Start of Information shown

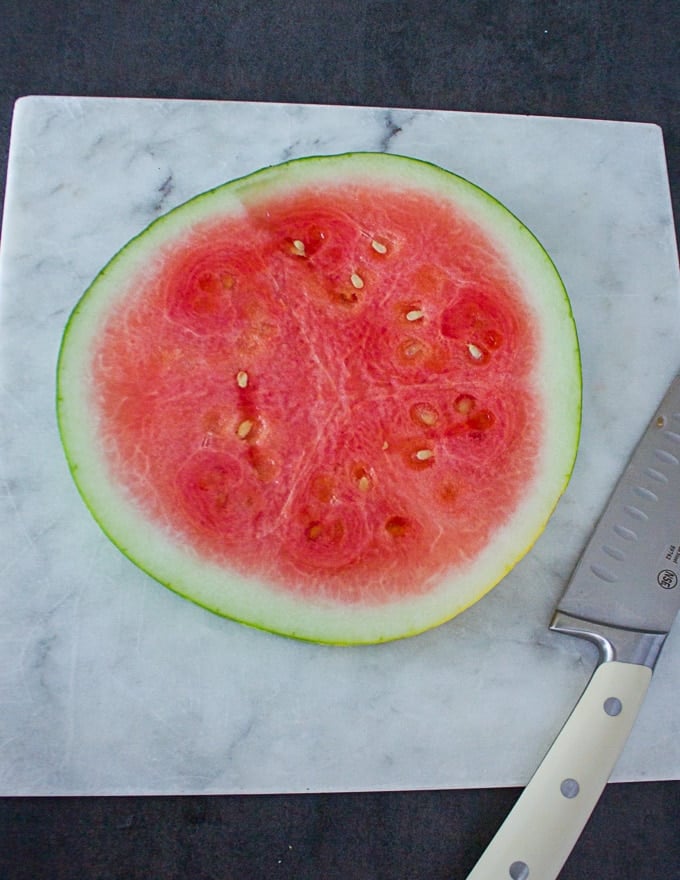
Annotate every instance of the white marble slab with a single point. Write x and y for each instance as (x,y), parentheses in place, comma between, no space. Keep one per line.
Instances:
(111,684)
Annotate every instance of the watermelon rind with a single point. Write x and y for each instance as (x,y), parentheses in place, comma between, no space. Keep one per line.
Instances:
(168,559)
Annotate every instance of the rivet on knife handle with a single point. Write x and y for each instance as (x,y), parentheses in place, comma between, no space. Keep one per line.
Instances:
(623,595)
(539,833)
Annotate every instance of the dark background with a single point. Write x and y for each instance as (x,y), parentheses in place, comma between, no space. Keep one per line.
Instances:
(583,59)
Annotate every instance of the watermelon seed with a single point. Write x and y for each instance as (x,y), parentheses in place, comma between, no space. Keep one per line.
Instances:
(396,526)
(464,404)
(244,428)
(412,348)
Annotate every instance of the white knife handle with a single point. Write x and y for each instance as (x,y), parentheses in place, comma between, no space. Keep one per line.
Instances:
(535,840)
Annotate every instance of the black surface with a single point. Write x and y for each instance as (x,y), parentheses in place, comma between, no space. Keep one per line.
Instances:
(594,59)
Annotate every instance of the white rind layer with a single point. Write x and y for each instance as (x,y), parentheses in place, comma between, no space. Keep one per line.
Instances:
(171,561)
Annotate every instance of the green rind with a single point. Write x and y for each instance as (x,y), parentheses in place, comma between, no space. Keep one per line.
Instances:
(244,191)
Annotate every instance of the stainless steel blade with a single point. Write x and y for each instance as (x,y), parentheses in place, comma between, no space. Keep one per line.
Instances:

End of Information shown

• **Work order**: What is the number of lines in the records that hold "knife"? Give the number by itself.

• **Exercise solution**: 2